DATA FOR THE TASK Start Marker

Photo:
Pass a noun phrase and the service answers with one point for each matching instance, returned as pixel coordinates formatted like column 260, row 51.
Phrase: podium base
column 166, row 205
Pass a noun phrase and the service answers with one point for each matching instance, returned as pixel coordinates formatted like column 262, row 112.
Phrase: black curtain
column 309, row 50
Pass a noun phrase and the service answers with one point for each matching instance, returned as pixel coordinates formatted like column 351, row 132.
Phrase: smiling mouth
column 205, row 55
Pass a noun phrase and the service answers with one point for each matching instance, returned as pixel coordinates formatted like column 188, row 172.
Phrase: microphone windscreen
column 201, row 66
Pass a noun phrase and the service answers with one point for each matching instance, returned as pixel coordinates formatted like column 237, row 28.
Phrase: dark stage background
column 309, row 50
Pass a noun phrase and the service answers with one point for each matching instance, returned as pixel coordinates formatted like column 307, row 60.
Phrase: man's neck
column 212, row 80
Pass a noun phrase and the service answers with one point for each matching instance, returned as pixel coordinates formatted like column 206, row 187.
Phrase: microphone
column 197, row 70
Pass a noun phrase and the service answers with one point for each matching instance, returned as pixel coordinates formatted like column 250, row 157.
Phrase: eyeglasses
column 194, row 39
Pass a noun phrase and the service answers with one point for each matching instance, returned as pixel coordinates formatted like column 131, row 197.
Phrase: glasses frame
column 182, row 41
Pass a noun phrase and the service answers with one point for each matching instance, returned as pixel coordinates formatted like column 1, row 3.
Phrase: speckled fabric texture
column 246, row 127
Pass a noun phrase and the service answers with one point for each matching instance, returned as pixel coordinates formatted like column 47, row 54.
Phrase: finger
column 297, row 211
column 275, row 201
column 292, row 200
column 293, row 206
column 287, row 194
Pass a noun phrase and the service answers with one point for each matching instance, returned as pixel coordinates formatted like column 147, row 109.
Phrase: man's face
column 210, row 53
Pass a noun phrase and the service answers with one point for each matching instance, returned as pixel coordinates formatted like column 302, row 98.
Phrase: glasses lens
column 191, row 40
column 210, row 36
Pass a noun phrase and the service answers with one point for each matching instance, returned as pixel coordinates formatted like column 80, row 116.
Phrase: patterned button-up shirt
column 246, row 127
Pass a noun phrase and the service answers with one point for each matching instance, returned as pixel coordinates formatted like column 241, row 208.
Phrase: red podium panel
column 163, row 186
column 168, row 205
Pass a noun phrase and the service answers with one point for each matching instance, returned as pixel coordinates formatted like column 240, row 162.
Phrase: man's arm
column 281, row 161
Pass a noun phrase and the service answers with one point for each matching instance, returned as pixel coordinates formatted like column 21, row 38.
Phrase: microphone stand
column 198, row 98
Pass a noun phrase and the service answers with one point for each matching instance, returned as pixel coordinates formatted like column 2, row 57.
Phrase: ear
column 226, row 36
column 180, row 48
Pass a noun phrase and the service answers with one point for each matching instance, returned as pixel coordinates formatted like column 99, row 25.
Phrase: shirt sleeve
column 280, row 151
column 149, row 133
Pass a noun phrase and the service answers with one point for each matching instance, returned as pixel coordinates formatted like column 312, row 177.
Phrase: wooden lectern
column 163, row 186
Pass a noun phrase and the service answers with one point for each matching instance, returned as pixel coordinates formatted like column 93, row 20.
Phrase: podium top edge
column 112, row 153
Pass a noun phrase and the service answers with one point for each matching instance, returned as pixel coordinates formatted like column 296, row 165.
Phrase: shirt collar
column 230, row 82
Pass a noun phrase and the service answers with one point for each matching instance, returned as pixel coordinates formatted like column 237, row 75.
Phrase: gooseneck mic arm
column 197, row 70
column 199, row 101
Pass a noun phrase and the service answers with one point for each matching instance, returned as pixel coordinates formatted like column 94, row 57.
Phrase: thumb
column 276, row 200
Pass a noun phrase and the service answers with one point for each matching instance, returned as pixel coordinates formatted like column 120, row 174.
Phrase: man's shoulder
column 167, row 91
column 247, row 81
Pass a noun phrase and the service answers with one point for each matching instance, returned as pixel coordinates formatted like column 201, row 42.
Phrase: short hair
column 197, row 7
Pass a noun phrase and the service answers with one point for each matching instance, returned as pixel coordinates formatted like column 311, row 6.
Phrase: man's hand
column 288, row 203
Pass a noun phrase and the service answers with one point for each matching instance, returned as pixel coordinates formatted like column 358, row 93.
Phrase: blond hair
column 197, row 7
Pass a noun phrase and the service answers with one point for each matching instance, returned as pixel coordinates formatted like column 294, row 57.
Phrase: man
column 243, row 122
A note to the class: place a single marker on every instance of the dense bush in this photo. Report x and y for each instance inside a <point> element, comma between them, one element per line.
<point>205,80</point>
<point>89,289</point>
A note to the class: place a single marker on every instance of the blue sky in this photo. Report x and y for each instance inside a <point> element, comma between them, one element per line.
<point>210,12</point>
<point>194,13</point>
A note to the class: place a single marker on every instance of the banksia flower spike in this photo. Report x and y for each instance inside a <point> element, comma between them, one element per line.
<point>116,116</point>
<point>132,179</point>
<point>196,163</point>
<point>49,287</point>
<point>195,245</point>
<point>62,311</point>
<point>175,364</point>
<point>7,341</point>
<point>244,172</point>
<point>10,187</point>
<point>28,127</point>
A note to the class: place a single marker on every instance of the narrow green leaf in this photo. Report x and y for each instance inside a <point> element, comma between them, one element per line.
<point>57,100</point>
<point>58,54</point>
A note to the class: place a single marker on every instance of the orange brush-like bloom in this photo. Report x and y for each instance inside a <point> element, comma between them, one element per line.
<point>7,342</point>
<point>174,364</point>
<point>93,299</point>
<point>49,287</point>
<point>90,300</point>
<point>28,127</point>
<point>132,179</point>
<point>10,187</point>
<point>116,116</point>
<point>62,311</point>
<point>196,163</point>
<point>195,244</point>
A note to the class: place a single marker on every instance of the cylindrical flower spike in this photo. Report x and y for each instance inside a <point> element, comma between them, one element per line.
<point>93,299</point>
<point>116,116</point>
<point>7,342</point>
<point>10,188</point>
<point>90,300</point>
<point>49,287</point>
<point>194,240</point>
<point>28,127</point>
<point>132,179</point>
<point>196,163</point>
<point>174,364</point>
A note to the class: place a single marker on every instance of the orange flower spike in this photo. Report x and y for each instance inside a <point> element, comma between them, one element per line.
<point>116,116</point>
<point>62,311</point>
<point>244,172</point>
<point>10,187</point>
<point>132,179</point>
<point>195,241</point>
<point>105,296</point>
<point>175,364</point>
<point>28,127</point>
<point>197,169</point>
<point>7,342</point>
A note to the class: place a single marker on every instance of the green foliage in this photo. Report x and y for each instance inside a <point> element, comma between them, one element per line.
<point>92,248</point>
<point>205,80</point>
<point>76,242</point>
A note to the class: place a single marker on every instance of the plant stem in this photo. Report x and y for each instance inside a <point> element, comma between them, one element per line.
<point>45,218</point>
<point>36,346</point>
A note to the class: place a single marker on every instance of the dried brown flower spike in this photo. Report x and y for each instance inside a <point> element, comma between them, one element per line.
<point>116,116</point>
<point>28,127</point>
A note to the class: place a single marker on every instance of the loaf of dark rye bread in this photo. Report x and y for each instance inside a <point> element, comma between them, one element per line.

DATA FOR THE TASK End Marker

Give back the material exactly as it is shown above.

Photo:
Pass a noun phrase and the service answers with one point for each matching instance, returned as pixel coordinates formatted like column 260, row 51.
Phrase: podium base
column 166, row 205
Pass a noun phrase and the service answers with one point for each matching instance, returned as pixel coordinates formatted like column 262, row 112.
Phrase: black curtain
column 309, row 50
Pass a noun phrase and the service answers with one point for each matching instance, returned as pixel coordinates formatted like column 351, row 132.
Phrase: smiling mouth
column 205, row 55
Pass a noun phrase and the service answers with one point for each matching instance, returned as pixel coordinates formatted like column 188, row 172.
Phrase: microphone windscreen
column 201, row 66
Pass a noun phrase and the service answers with one point for each matching instance, returned as pixel coordinates formatted like column 237, row 28.
Phrase: dark stage background
column 309, row 50
Pass a noun phrase and the service answers with one point for each matching instance, returned as pixel coordinates formatted like column 307, row 60.
Phrase: man's neck
column 212, row 80
Pass a noun phrase and the service answers with one point for each matching instance, returned as pixel coordinates formatted like column 206, row 187.
Phrase: microphone
column 197, row 70
Pass a noun phrase and the service answers with one point for each matching instance, returned as pixel coordinates formatted like column 250, row 157.
Phrase: eyeglasses
column 194, row 39
Pass a noun phrase and the service answers with one point for each matching instance, returned as pixel coordinates formatted like column 131, row 197.
Phrase: glasses frame
column 182, row 41
Pass a noun phrase and the service answers with one point for each matching instance, returned as pixel coordinates formatted like column 1, row 3.
Phrase: speckled fabric texture
column 246, row 127
Pass a noun phrase and the service answers with one point for each matching instance, returned as pixel coordinates formatted like column 47, row 54.
Phrase: finger
column 297, row 211
column 275, row 201
column 292, row 200
column 293, row 206
column 287, row 194
Pass a noun phrase and the service answers with one point for each matching instance, returned as pixel coordinates formatted like column 147, row 109.
Phrase: man's face
column 210, row 53
Pass a noun phrase and the service answers with one point for each matching instance, returned as pixel coordinates formatted like column 302, row 98.
Phrase: glasses lens
column 191, row 40
column 210, row 36
Pass a noun phrase and the service answers with one point for each matching instance, returned as pixel coordinates formatted like column 80, row 116.
Phrase: patterned button-up shirt
column 246, row 127
Pass a noun phrase and the service answers with one point for each matching instance, returned as pixel coordinates formatted like column 241, row 208.
Phrase: red podium panel
column 163, row 186
column 168, row 205
Pass a noun phrase and the service answers with one point for each matching instance, returned as pixel coordinates formatted like column 240, row 162.
Phrase: man's arm
column 281, row 161
Pass a noun phrase and the service answers with one point for each matching instance, returned as pixel coordinates formatted like column 21, row 38.
Phrase: microphone stand
column 198, row 98
Pass a noun phrase and the service answers with one point for each matching instance, returned as pixel coordinates formatted like column 2, row 57.
Phrase: ear
column 226, row 36
column 180, row 48
Pass a noun phrase and the service answers with one point for each matching instance, returned as pixel coordinates formatted like column 99, row 25.
Phrase: shirt sleeve
column 280, row 151
column 149, row 133
Pass a noun phrase and the service answers with one point for each matching instance, returned as pixel coordinates formatted like column 312, row 177.
Phrase: wooden lectern
column 163, row 186
Pass a noun phrase and the service answers with one point for each matching instance, returned as pixel coordinates formatted like column 93, row 20.
Phrase: podium top edge
column 112, row 153
Pass a noun phrase and the service answers with one point for each matching instance, returned as pixel coordinates formatted like column 296, row 165.
Phrase: shirt collar
column 230, row 82
Pass a noun phrase and the service answers with one point for each matching instance, returned as pixel coordinates formatted like column 237, row 75.
Phrase: gooseneck mic arm
column 197, row 70
column 199, row 101
Pass a noun phrase and the service answers with one point for each matching instance, returned as pixel coordinates formatted like column 94, row 57.
Phrase: thumb
column 276, row 200
Pass a noun phrase and the service answers with one point for each matching instance, returned as pixel coordinates formatted like column 120, row 174.
Phrase: man's shoulder
column 167, row 91
column 247, row 81
Pass a noun phrase and the service answers with one point for each matching instance, returned as pixel coordinates formatted like column 201, row 42.
Phrase: short hair
column 197, row 7
Pass a noun phrase and the service answers with one point for each matching instance, returned as pixel coordinates formatted like column 311, row 6.
Phrase: man's hand
column 288, row 203
Pass a noun phrase and the service answers with one point for each matching instance, returned as pixel coordinates formatted like column 358, row 93.
Phrase: blond hair
column 197, row 7
Pass a noun phrase and the service answers with one point for each matching instance, returned as pixel coordinates formatted like column 294, row 57.
Phrase: man
column 243, row 122
A note to the class: place a single marker on every instance of the dense bush in this photo. Report x and y for each instance inside a <point> element, comma between them, one element per line.
<point>205,80</point>
<point>89,289</point>
A note to the class: place a single marker on every instance of the blue sky in this photo. Report x and y for each instance inside a <point> element, comma between them, one element per line.
<point>210,12</point>
<point>194,13</point>
A note to the class: place a single marker on every instance of the banksia flower spike in this photo. Report x and y for each instance inside a <point> element, comma between them, one element per line.
<point>116,116</point>
<point>132,179</point>
<point>196,163</point>
<point>49,287</point>
<point>195,245</point>
<point>62,311</point>
<point>175,364</point>
<point>7,341</point>
<point>244,172</point>
<point>10,187</point>
<point>28,127</point>
A note to the class: place a single marker on every instance of the narrow green leaf in this photo. Report x and y for each instance inside a <point> element, comma between them, one element per line.
<point>57,100</point>
<point>58,54</point>
A note to the class: place a single marker on every instance of the orange brush-like bloom in this photo. Report x and y for each instance inside a <point> element, comma between them, one element per line.
<point>7,342</point>
<point>174,364</point>
<point>93,299</point>
<point>49,287</point>
<point>90,300</point>
<point>28,127</point>
<point>132,179</point>
<point>10,187</point>
<point>116,116</point>
<point>62,311</point>
<point>196,163</point>
<point>195,244</point>
A note to the class: place a single marker on every instance of the cylindrical flower spike in this photo. Report x and y for each instance inside a <point> element, comma between them, one element per line.
<point>93,299</point>
<point>116,116</point>
<point>7,342</point>
<point>10,188</point>
<point>90,300</point>
<point>49,287</point>
<point>194,240</point>
<point>28,127</point>
<point>132,179</point>
<point>196,163</point>
<point>174,364</point>
A note to the class: place a single marker on every instance of the orange flower spike in this photo. Report x and y for each instance inside a <point> element, comma between them, one element per line.
<point>116,116</point>
<point>62,311</point>
<point>244,172</point>
<point>10,187</point>
<point>132,179</point>
<point>195,241</point>
<point>105,296</point>
<point>175,364</point>
<point>28,127</point>
<point>197,169</point>
<point>7,342</point>
A note to the class: place a single marker on every instance of the green foliage in this photo. Report x and y for each instance inside a <point> element, comma between them, one element per line.
<point>92,248</point>
<point>205,80</point>
<point>76,242</point>
A note to the class: place a single marker on every instance of the plant stem in this photo. Report x and y for each instance inside a <point> element, comma between them, one element per line.
<point>45,218</point>
<point>36,346</point>
A note to the class: place a single marker on every instance of the dried brown flower spike in this photo. Report x and y for each instance inside a <point> element, comma between them, one element per line.
<point>116,116</point>
<point>28,127</point>
A note to the class: place a single marker on every instance of the loaf of dark rye bread in this photo. Report x and y for each instance inside a <point> element, comma between them, one element per line.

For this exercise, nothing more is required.